* Listed entries *
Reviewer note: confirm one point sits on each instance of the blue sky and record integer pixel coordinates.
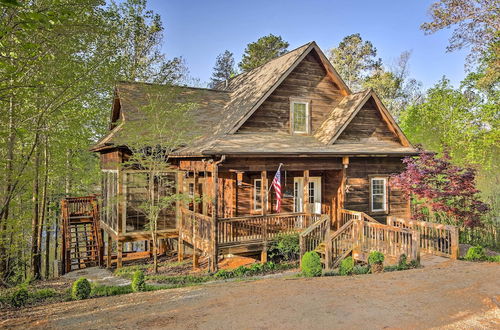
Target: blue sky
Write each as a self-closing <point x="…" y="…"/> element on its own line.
<point x="200" y="30"/>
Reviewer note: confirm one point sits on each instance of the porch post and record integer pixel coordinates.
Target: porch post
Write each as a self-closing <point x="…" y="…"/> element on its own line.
<point x="119" y="254"/>
<point x="195" y="210"/>
<point x="341" y="197"/>
<point x="178" y="206"/>
<point x="306" y="207"/>
<point x="215" y="206"/>
<point x="109" y="251"/>
<point x="264" y="201"/>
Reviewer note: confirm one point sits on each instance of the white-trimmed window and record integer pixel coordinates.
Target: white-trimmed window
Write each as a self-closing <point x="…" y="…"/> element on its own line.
<point x="257" y="196"/>
<point x="378" y="194"/>
<point x="299" y="117"/>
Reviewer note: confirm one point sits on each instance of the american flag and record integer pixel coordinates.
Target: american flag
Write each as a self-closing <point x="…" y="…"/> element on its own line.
<point x="277" y="188"/>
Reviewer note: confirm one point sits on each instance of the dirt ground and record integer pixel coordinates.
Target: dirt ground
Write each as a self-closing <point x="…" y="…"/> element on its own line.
<point x="453" y="294"/>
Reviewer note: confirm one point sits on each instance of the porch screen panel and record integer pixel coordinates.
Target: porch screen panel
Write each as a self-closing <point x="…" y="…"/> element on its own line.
<point x="137" y="190"/>
<point x="109" y="209"/>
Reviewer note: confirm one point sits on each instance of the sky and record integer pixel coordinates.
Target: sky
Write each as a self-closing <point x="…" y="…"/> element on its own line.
<point x="200" y="30"/>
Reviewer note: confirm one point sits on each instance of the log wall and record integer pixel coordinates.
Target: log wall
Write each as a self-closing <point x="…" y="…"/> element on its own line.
<point x="358" y="182"/>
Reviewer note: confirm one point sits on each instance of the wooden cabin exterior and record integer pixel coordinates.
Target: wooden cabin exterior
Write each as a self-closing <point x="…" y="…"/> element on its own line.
<point x="337" y="150"/>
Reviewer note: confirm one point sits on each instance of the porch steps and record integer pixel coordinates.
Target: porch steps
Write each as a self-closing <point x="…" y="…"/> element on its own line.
<point x="81" y="235"/>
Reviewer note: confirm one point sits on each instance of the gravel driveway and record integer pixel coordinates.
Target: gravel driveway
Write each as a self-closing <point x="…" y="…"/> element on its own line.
<point x="453" y="294"/>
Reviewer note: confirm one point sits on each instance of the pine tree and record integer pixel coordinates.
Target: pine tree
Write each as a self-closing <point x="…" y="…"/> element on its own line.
<point x="223" y="69"/>
<point x="262" y="51"/>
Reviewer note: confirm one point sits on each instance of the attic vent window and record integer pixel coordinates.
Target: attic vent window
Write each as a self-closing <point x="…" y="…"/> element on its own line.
<point x="300" y="117"/>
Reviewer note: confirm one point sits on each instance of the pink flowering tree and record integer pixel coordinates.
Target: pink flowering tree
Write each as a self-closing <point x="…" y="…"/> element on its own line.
<point x="441" y="191"/>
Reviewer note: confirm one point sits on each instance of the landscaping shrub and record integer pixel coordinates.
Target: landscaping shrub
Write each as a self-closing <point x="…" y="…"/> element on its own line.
<point x="403" y="262"/>
<point x="360" y="269"/>
<point x="494" y="258"/>
<point x="110" y="290"/>
<point x="475" y="253"/>
<point x="284" y="247"/>
<point x="81" y="289"/>
<point x="346" y="266"/>
<point x="138" y="281"/>
<point x="20" y="297"/>
<point x="311" y="264"/>
<point x="376" y="261"/>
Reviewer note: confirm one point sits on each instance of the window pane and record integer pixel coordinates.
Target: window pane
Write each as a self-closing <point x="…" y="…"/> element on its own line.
<point x="257" y="197"/>
<point x="378" y="202"/>
<point x="299" y="117"/>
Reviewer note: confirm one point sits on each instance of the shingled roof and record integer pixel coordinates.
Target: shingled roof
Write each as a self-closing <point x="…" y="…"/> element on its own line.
<point x="220" y="112"/>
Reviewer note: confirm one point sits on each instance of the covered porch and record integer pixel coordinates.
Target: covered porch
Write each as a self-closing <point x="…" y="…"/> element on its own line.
<point x="232" y="210"/>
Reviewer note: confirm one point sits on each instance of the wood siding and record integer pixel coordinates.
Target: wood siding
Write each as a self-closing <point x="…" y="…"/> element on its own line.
<point x="367" y="126"/>
<point x="358" y="182"/>
<point x="308" y="81"/>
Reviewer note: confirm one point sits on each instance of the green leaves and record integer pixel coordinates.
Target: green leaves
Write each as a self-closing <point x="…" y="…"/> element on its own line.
<point x="261" y="51"/>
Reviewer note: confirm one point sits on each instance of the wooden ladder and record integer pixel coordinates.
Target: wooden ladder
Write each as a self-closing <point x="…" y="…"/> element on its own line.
<point x="82" y="242"/>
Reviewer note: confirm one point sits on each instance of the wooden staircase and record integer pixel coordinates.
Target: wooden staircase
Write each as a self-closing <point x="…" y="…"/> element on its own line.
<point x="358" y="235"/>
<point x="82" y="242"/>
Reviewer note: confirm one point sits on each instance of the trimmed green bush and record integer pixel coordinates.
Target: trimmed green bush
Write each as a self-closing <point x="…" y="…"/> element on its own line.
<point x="20" y="297"/>
<point x="284" y="247"/>
<point x="494" y="258"/>
<point x="346" y="266"/>
<point x="311" y="264"/>
<point x="81" y="289"/>
<point x="475" y="253"/>
<point x="360" y="270"/>
<point x="403" y="262"/>
<point x="138" y="281"/>
<point x="376" y="257"/>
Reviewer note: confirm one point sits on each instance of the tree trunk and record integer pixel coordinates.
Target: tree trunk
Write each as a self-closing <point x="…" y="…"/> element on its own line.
<point x="43" y="215"/>
<point x="8" y="188"/>
<point x="35" y="244"/>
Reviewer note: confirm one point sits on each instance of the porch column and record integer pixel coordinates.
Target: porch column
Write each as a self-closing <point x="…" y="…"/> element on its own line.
<point x="109" y="251"/>
<point x="196" y="193"/>
<point x="178" y="207"/>
<point x="341" y="197"/>
<point x="263" y="192"/>
<point x="264" y="201"/>
<point x="306" y="207"/>
<point x="215" y="205"/>
<point x="119" y="254"/>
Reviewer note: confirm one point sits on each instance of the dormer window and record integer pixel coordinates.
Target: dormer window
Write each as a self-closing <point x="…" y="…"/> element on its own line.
<point x="299" y="117"/>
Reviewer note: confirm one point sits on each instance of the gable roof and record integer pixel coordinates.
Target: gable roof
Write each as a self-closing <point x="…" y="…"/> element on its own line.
<point x="263" y="80"/>
<point x="220" y="112"/>
<point x="340" y="117"/>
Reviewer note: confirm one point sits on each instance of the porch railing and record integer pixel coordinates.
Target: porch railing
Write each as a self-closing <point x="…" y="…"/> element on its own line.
<point x="233" y="231"/>
<point x="438" y="239"/>
<point x="314" y="235"/>
<point x="196" y="229"/>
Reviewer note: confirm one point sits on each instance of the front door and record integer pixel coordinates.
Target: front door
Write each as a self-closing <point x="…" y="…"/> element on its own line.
<point x="314" y="194"/>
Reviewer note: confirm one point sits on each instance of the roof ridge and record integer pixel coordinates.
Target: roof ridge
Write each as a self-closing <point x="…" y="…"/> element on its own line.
<point x="271" y="60"/>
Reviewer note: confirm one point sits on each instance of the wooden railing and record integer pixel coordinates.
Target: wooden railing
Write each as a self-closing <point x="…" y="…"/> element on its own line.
<point x="391" y="241"/>
<point x="80" y="206"/>
<point x="340" y="244"/>
<point x="196" y="229"/>
<point x="233" y="231"/>
<point x="347" y="215"/>
<point x="314" y="235"/>
<point x="362" y="237"/>
<point x="438" y="239"/>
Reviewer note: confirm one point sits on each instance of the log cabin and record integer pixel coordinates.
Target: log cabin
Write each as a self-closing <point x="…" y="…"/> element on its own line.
<point x="337" y="150"/>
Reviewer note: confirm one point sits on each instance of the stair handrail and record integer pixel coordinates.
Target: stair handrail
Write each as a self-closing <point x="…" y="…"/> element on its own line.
<point x="329" y="262"/>
<point x="313" y="235"/>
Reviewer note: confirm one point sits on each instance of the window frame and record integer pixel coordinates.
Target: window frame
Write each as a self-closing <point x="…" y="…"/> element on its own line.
<point x="385" y="195"/>
<point x="292" y="117"/>
<point x="256" y="207"/>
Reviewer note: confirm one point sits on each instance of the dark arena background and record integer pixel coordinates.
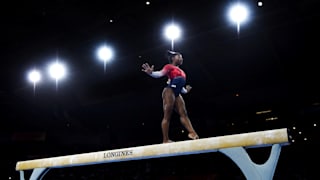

* Instructions for the task *
Select every line in the records above that contains the string "vent", and copy each one.

* Solved problem *
Reviewer note: confirm one point sits on each instance of the attic vent window and record integer pixel coordinates.
Target: attic vent window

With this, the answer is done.